| Excerto fornecido |

Os 14.ºs Jogos Olímpicos de Inverno decorreram entre 8 a 19 de Fevereiro de 1984 em Sarajevo, então parte da República Socialista da Jugoslávia (actualmente capital da Bósnia-Herzegovina). 1272 atletas de 49 países em 10 desportos ao longo de 12 dias de competição. Infelizmente poucos anos depois, as infraestruturas destes Jogos Olímpicos seriam reduzidas a cinzas e escombros devido à guerra que assolaria a Bósnia-Herzegovina nos anos 90. Inclusivamente, a pista de bobsled foi utilizado por snipers sérvios como base de operações e chegou a haver execuções nos mesmos pódios que outrora honraram os atletas que aí competiram.
Entre os atletas que se destacaram nesses Jogos estiveram a deslumbrante patinadora da RDA Katarina Witt que ganhou o primeiro dos seus dois títulos olímpicos, os gémeos americanos Phil e Steve Mahre que foram respectivamente primeiro e segundo classificados na prova de slalom no esqui alpino, a finlandesa Marija Liisa Hamalainen venceu as três provas individuais femininas de esqui de fundo e o esquiador esloveno Jure Franko venceu a primeira medalha de sempre da Jugoslávia em Jogos Olímpicos de Inverno com a prata conquistada no slalom gigante.

| Problemas e tarefas |
(A) Traduza para inglês esta frase do texto sobre os Jogos Olímpicos de Inverno de Sarajevo: «Infelizmente poucos anos depois, as infraestruturas destes Jogos Olímpicos seriam reduzidas a cinzas e escombros devido à guerra que assolaria a Bósnia-Herzegovina nos anos 90.»
(B) Prossiga a redação do texto sobre os Jogos Olímpicos de Inverno de Sarajevo a partir do ponto em que termina.
As linhas que se seguem não são necessárias para resolver nenhuma das tarefas.

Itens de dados

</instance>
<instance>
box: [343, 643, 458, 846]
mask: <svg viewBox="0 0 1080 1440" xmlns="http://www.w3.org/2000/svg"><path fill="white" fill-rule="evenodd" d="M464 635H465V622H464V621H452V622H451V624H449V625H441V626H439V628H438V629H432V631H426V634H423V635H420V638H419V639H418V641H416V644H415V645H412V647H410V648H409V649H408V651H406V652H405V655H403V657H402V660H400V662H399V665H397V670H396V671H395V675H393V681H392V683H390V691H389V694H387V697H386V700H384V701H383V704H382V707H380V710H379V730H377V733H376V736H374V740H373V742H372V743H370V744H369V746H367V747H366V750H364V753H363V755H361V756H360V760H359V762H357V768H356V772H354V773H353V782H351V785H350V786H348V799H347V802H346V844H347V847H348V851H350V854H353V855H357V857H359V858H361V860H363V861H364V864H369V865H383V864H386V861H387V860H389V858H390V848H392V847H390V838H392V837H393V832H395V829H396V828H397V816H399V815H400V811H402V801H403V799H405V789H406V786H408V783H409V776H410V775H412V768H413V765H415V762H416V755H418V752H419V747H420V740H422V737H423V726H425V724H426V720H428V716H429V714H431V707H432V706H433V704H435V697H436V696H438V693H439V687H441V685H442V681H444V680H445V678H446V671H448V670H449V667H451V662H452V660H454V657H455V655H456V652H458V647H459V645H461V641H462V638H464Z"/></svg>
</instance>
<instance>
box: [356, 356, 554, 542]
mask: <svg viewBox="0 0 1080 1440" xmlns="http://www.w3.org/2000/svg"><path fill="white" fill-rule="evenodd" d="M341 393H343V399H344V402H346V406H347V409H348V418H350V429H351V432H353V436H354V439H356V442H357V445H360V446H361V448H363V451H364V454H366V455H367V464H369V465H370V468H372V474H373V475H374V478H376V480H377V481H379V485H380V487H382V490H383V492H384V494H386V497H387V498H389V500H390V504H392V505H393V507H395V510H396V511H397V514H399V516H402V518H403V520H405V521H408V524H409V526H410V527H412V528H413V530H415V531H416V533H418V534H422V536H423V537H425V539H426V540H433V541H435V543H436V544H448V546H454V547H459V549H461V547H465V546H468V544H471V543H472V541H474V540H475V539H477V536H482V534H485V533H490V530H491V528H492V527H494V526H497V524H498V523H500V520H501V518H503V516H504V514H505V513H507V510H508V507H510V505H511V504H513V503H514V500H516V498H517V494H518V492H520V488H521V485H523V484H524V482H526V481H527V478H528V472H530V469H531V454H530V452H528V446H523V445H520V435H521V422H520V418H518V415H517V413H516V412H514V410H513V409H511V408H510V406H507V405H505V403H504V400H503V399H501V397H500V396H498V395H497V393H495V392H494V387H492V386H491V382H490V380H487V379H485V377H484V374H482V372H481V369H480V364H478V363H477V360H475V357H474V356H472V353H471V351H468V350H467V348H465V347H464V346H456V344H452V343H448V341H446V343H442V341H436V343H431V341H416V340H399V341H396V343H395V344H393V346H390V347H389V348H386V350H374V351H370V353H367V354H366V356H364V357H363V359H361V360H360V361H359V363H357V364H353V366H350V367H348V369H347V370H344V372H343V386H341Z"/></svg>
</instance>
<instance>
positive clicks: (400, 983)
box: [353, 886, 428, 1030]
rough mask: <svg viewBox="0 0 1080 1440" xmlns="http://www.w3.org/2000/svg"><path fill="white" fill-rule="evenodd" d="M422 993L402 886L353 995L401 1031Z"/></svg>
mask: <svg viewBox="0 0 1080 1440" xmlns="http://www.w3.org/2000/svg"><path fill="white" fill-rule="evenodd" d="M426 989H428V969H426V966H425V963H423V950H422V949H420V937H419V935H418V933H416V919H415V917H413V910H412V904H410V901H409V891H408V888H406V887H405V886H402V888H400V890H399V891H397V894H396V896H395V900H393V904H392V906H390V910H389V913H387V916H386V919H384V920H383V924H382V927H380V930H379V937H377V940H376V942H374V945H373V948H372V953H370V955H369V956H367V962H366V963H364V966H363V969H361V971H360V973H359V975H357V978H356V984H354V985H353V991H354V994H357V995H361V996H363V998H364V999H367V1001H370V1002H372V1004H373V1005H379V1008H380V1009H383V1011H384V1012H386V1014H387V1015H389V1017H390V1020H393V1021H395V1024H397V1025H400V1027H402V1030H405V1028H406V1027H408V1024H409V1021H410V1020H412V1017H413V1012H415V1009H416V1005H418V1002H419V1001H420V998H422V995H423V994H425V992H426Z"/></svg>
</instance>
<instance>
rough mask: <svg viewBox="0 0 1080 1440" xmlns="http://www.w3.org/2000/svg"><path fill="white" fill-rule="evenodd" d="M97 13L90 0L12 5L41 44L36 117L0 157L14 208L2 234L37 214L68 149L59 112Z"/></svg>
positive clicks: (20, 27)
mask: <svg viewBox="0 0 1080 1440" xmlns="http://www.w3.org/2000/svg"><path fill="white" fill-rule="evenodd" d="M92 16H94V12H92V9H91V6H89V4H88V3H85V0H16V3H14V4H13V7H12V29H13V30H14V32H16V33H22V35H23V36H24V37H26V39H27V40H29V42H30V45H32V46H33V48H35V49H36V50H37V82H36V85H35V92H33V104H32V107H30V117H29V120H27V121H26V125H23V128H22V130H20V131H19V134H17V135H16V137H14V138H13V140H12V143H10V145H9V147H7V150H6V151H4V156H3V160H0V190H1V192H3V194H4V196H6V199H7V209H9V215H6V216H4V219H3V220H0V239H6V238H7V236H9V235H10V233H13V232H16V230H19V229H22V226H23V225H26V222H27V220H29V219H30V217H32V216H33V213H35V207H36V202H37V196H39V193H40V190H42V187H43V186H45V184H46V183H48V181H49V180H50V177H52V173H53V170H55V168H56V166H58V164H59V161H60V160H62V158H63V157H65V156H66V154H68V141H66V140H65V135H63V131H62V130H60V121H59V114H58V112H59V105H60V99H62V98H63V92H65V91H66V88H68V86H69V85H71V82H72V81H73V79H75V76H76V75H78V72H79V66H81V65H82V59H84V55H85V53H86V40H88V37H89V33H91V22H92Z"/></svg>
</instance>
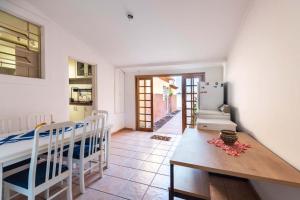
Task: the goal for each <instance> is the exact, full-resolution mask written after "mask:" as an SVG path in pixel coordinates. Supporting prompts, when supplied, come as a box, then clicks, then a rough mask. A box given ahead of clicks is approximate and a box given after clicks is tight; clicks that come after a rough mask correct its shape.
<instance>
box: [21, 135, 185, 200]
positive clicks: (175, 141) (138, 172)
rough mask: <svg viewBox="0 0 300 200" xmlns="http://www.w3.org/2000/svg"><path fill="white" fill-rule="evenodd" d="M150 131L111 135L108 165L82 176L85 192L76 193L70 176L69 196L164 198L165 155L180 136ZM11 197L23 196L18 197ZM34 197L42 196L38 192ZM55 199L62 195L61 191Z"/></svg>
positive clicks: (172, 149)
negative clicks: (88, 173) (148, 131)
mask: <svg viewBox="0 0 300 200" xmlns="http://www.w3.org/2000/svg"><path fill="white" fill-rule="evenodd" d="M152 134H153V133H149V132H137V131H123V132H120V133H117V134H114V135H113V136H112V140H111V150H110V163H109V168H108V169H107V170H105V171H104V176H103V177H102V178H101V179H100V177H99V173H98V171H94V172H92V173H91V174H87V175H86V177H85V184H86V192H85V193H84V194H80V193H79V184H78V178H76V177H74V178H73V183H74V184H73V198H74V199H77V200H102V199H103V200H111V199H132V200H135V199H136V200H141V199H144V200H151V199H153V200H166V199H168V191H167V189H168V187H169V159H170V157H171V155H172V154H173V152H174V150H175V148H176V146H177V144H178V142H179V140H180V138H181V136H180V135H174V134H172V135H170V134H169V135H168V134H160V133H158V132H155V134H159V135H168V136H170V137H172V139H171V141H169V142H165V141H160V140H153V139H150V137H151V136H152ZM15 199H24V198H22V197H21V198H20V196H19V197H18V198H15ZM37 199H43V196H42V195H40V197H39V198H37ZM55 199H57V200H58V199H59V200H60V199H66V195H65V194H64V193H63V194H61V195H59V197H57V198H55Z"/></svg>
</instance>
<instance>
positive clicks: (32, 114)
mask: <svg viewBox="0 0 300 200" xmlns="http://www.w3.org/2000/svg"><path fill="white" fill-rule="evenodd" d="M52 122H53V116H52V114H51V113H32V114H30V115H28V116H27V130H30V129H34V128H35V127H36V126H37V125H39V124H41V123H46V124H51V123H52Z"/></svg>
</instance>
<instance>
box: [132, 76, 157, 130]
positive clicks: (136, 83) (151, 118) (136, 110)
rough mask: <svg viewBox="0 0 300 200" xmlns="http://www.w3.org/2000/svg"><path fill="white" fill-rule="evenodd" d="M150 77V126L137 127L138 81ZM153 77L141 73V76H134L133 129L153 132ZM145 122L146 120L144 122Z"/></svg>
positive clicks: (137, 113)
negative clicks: (146, 127)
mask: <svg viewBox="0 0 300 200" xmlns="http://www.w3.org/2000/svg"><path fill="white" fill-rule="evenodd" d="M150 78H151V124H152V127H151V128H146V127H145V128H139V114H140V113H139V88H138V81H139V80H141V79H150ZM153 118H154V115H153V77H151V76H147V75H142V76H135V129H136V130H139V131H145V132H153V128H154V123H153V121H154V120H153ZM145 123H146V122H145Z"/></svg>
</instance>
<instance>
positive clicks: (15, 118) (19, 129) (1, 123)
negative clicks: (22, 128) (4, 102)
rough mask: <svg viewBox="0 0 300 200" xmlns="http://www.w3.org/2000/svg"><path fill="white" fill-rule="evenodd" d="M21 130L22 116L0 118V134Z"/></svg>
mask: <svg viewBox="0 0 300 200" xmlns="http://www.w3.org/2000/svg"><path fill="white" fill-rule="evenodd" d="M21 130H22V118H21V117H17V118H3V119H0V134H6V133H12V132H16V131H21Z"/></svg>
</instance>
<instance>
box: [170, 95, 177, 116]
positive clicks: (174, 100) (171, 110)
mask: <svg viewBox="0 0 300 200" xmlns="http://www.w3.org/2000/svg"><path fill="white" fill-rule="evenodd" d="M169 100H170V108H171V112H174V111H176V110H177V95H172V96H170V98H169Z"/></svg>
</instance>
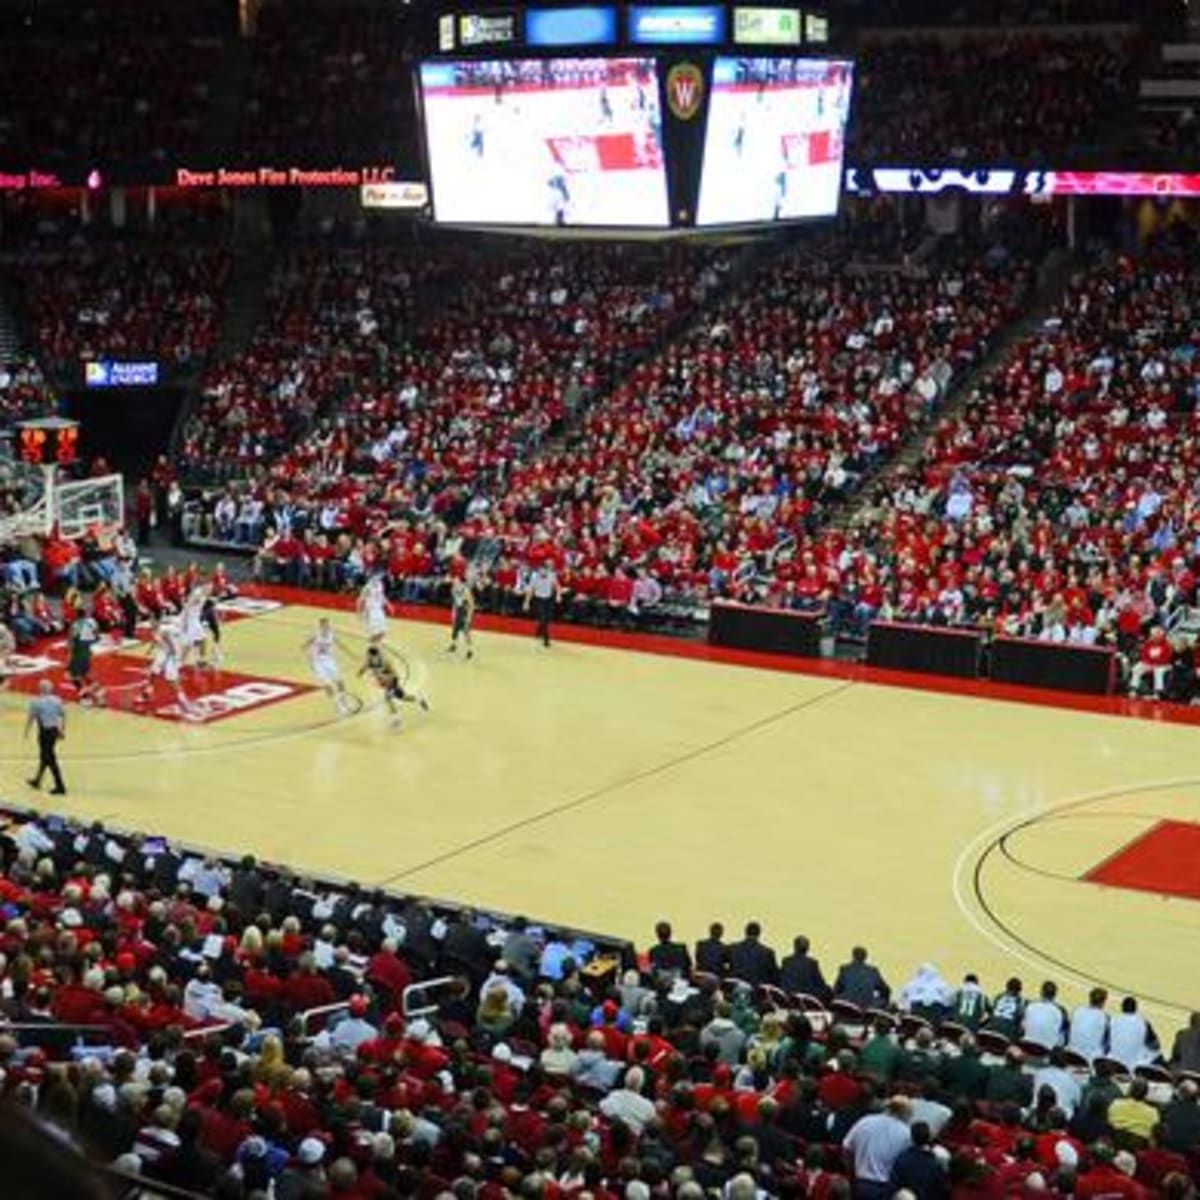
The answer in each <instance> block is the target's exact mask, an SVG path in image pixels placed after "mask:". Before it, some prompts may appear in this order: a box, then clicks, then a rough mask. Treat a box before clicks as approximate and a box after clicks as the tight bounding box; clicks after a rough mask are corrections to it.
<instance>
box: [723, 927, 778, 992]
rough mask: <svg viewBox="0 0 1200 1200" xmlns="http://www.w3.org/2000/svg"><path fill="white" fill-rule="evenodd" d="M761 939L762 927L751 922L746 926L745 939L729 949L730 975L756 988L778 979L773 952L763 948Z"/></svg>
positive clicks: (774, 980) (774, 955)
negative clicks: (749, 984) (753, 986)
mask: <svg viewBox="0 0 1200 1200" xmlns="http://www.w3.org/2000/svg"><path fill="white" fill-rule="evenodd" d="M761 937H762V926H761V925H760V924H758V922H756V920H751V922H750V923H749V924H748V925H746V935H745V937H743V938H742V941H740V942H734V943H733V944H732V946H731V947H730V974H731V976H733V977H734V978H736V979H744V980H745V982H746V983H749V984H752V985H754V986H756V988H757V986H758V984H761V983H775V982H776V980H778V979H779V964H778V962H776V961H775V952H774V950H773V949H772V948H770V947H769V946H763V943H762V942H761V941H760V938H761Z"/></svg>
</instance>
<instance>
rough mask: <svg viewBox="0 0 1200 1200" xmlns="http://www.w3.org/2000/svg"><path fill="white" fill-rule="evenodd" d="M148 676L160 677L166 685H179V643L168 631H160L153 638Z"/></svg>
mask: <svg viewBox="0 0 1200 1200" xmlns="http://www.w3.org/2000/svg"><path fill="white" fill-rule="evenodd" d="M150 674H156V676H161V677H162V678H163V679H166V680H167V683H179V643H178V642H176V641H175V635H174V632H172V631H170V630H167V629H160V630H158V632H157V635H156V636H155V641H154V658H152V659H151V660H150Z"/></svg>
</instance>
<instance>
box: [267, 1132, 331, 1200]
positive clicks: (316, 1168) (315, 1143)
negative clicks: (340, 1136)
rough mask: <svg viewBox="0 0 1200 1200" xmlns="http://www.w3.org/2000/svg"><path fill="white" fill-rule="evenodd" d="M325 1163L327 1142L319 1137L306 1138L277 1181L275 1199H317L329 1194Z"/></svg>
mask: <svg viewBox="0 0 1200 1200" xmlns="http://www.w3.org/2000/svg"><path fill="white" fill-rule="evenodd" d="M324 1163H325V1144H324V1142H323V1141H322V1140H320V1139H319V1138H305V1139H304V1140H302V1141H301V1142H300V1145H299V1146H298V1147H296V1153H295V1157H294V1158H293V1159H292V1162H290V1163H289V1164H288V1165H287V1166H286V1168H284V1170H283V1174H282V1175H281V1176H280V1177H278V1180H276V1181H275V1200H317V1198H319V1196H324V1195H328V1194H329V1192H328V1181H326V1178H325V1168H324Z"/></svg>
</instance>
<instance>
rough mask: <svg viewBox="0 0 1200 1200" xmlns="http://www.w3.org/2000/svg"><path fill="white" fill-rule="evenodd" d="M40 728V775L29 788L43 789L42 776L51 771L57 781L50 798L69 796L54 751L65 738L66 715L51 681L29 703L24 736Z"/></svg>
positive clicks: (35, 776)
mask: <svg viewBox="0 0 1200 1200" xmlns="http://www.w3.org/2000/svg"><path fill="white" fill-rule="evenodd" d="M35 725H36V726H37V774H36V775H35V776H34V778H32V779H31V780H29V786H30V787H41V786H42V775H43V774H44V773H46V772H47V770H48V772H49V773H50V778H52V779H53V780H54V786H53V787H52V788H50V796H66V792H67V788H66V785H65V784H64V782H62V772H61V770H60V769H59V756H58V752H56V750H55V748H56V746H58V743H59V739H60V738H62V737H66V732H67V713H66V708H64V706H62V701H61V700H59V697H58V696H55V695H54V685H53V684H52V683H50V680H49V679H43V680H42V682H41V683H40V684H38V685H37V695H36V696H35V697H34V698H32V700H31V701H30V702H29V716H28V718H26V719H25V733H24V736H25V737H26V738H28V737H29V731H30V730H31V728H32V727H34V726H35Z"/></svg>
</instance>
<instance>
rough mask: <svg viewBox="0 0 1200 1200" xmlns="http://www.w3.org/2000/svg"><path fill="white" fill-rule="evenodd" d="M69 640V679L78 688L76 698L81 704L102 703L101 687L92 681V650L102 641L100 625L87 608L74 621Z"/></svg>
mask: <svg viewBox="0 0 1200 1200" xmlns="http://www.w3.org/2000/svg"><path fill="white" fill-rule="evenodd" d="M67 640H68V646H70V649H68V650H67V679H68V680H70V682H71V684H72V686H73V688H74V689H76V698H77V700H78V701H79V703H80V704H91V703H96V704H98V703H102V701H103V696H102V694H101V691H100V688H97V686H96V684H94V683H92V682H91V652H92V647H94V646H95V644H96V642H98V641H100V625H97V624H96V620H95V618H94V617H92V616H91V613H90V612H88V610H86V608H83V610H80V612H79V616H78V617H77V618H76V619H74V620H73V622H72V624H71V629H70V630H68V632H67Z"/></svg>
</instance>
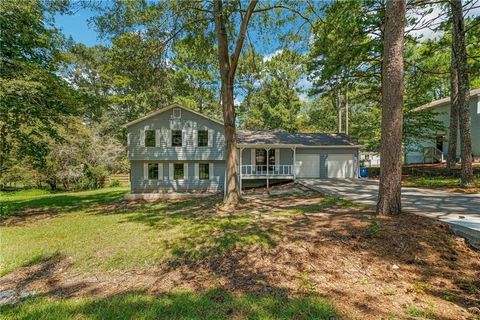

| Respostas escritas |
(A) Unfortunately, a few years later, the facilities of these Olympic Games would be reduced to ashes and rubble because of the war that would ravage Bosnia and Herzegovina in the 1990s.

(B)
Mas o ponto alto dos Jogos Olímpicos de Sarajevo foi sem dúvida aquele protagonizado pelos britânicos Jayne Torvill e Christopher Dean, campeões olímpicos da prova de dança da patinagem artística. (Integrada no programa olímpica desde 1976, a prova de dança distingue-se da prova de pares pelos seus movimentos de dança e por serem proibidos saltos e lançamentos.) Naturais de Nottingham, ambos começaram no desporto com outros pares até serem juntados pela treinadora Janet Swarbridge em 1975.
A dupla ficou em quinto lugar nos Jogos Olímpicos de Inverno de 1980 e foi aí que decidiram levar mais a sério o desporto, deixando os seus respectivos trabalhos: ele como polícia, ela como secretária numa companhia de seguros. O esforço rapidamente deu frutos, vencendo os Campeonatos do Mundo de 1981, 1982 e 1983 e acabando com a hegemonia soviética na disciplina.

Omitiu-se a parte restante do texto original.